→ Work item
Only the lines below starting at the one containing "Target: sky" and ending at the one containing "Target: sandy bank" belong in the answer, each copied exactly.

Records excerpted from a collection

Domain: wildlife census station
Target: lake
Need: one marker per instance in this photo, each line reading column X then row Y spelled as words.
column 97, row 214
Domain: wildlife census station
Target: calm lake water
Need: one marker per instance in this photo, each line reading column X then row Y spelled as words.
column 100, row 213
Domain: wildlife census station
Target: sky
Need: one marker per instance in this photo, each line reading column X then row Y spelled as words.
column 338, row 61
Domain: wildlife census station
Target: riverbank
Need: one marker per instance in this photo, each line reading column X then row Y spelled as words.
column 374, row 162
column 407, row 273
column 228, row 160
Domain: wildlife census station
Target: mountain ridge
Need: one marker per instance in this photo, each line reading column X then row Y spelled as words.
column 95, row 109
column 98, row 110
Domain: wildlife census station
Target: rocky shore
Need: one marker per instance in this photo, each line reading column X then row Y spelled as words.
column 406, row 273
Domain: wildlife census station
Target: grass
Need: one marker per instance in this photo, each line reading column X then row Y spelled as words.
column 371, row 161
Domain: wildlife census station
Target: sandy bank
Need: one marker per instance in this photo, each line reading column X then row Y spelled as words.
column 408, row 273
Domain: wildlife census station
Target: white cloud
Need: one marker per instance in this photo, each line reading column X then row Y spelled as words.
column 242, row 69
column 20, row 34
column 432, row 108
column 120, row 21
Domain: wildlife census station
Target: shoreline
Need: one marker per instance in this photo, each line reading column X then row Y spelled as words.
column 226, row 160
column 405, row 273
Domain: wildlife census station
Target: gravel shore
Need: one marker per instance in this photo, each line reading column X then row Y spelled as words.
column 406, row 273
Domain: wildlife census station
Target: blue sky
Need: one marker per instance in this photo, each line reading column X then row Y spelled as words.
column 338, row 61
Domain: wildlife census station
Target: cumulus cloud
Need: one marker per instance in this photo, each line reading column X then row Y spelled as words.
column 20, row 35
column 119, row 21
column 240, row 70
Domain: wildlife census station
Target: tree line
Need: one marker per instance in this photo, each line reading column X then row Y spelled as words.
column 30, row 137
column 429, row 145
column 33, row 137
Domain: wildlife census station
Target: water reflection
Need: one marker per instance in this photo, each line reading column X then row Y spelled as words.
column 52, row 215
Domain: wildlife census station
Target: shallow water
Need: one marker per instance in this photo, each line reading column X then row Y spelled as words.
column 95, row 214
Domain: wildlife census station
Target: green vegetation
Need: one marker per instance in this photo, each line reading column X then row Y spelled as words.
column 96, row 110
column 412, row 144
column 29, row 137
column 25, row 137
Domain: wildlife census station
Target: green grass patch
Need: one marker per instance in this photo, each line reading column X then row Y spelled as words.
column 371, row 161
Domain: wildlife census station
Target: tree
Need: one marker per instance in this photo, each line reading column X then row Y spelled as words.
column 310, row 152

→ Result for this task
Target: sky
Need: one marker per instance in this photo, each line reading column X then row Y spelled as words.
column 338, row 61
Domain: wildlife census station
Target: riverbank
Need: one marker per instance in this photo, each line reading column X then row Y spelled as words.
column 374, row 162
column 407, row 273
column 228, row 160
Domain: wildlife census station
Target: mountain ridge
Need: one marker per instance in this photo, each line reading column X then row Y spelled as words.
column 95, row 109
column 98, row 110
Domain: wildlife census station
Target: rocky shore
Need: one marker per instance in this photo, each line reading column X then row Y spelled as words.
column 406, row 273
Domain: wildlife census station
Target: grass
Need: one marker per instance in this photo, each line reading column X then row Y spelled as words.
column 371, row 161
Domain: wildlife census station
Target: sandy bank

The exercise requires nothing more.